Do this:
Copy the whole listing below word for word, line by line.

Task input:
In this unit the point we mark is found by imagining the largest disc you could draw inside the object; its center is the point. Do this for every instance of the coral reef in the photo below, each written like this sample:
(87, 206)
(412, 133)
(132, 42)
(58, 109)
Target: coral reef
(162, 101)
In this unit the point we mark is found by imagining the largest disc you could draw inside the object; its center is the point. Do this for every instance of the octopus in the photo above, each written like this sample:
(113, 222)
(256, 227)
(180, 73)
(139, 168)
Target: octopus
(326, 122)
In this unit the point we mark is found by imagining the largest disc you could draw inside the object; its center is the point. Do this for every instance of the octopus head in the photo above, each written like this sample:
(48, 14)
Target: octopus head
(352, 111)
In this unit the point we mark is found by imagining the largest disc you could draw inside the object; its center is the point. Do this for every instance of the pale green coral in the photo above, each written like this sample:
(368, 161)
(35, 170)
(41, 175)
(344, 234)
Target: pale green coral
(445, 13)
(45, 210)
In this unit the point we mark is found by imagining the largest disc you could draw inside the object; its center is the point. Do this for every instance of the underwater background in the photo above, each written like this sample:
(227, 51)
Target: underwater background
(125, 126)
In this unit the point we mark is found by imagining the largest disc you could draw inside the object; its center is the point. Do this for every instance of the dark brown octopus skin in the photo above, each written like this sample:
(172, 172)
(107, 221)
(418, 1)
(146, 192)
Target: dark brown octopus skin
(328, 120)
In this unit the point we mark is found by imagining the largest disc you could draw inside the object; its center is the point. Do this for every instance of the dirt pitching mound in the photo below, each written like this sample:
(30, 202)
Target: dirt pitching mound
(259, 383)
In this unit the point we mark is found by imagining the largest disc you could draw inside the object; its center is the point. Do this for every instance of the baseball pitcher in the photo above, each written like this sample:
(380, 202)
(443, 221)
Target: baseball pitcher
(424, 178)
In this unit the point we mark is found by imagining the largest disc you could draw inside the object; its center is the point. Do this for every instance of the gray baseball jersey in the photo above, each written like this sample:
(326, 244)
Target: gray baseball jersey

Answer to this task:
In this unit the point we mark is found by imagining the largest disc you could draw inside the object; its center is the point. Do this for every instance of the coral reef in the photo below, each written like this sample:
(87, 206)
(412, 133)
(132, 42)
(58, 109)
Target: coral reef
(162, 101)
In this unit the point we mark is found by imagining the largest disc you could draw inside the object; its center is the point. Do this for every instance of the octopus in the photo above, each written like this sample:
(113, 222)
(256, 227)
(180, 73)
(139, 168)
Target: octopus
(326, 122)
In this unit the point we mark is found by imagining the largest disc you could draw inside the object; its center is the point. Do this for every instance of the octopus head in the photo above, each written like this sample:
(48, 14)
Target: octopus head
(352, 111)
In this unit the point we mark is found by imagining the largest disc you could draw inside the object; its center is the point. Do this for every instance of the pale green coral in the photo above, each written like this sample:
(368, 161)
(35, 170)
(41, 175)
(344, 234)
Target: pale green coral
(445, 13)
(45, 210)
In this unit the point we mark is found by imagining the largest disc you could draw inside the object; its center is the point. Do this for every instance of the underwater background in the photo above, each written like this sample:
(227, 51)
Target: underwater background
(125, 126)
In this unit the point we mark is found by imagining the largest disc you could draw inside the object; its center is the point. Do this for every instance of the dark brown octopus skin in the photo above, each written like this sample:
(172, 172)
(107, 221)
(418, 1)
(146, 192)
Target: dark brown octopus skin
(328, 120)
In this unit the point we mark is found by imagining the largest disc you could draw inside the object; its center is the point. Do this for every instance of the dirt pitching mound in the photo below, each written like this sample:
(30, 202)
Target: dirt pitching mound
(259, 383)
In this unit the point we mark is found by imagining the largest disc you could draw inside the object; its center is the point. Do this for every instance of the baseball pitcher in the photo above, each written like this sample:
(380, 202)
(443, 221)
Target: baseball pitcher
(424, 178)
In this unit the point we mark is found by imagining the largest disc you could draw inside the object; its center is the point. Do this for every instance of the gray baseball jersey in the photo above, each written like this sample:
(326, 244)
Target: gray baseball jersey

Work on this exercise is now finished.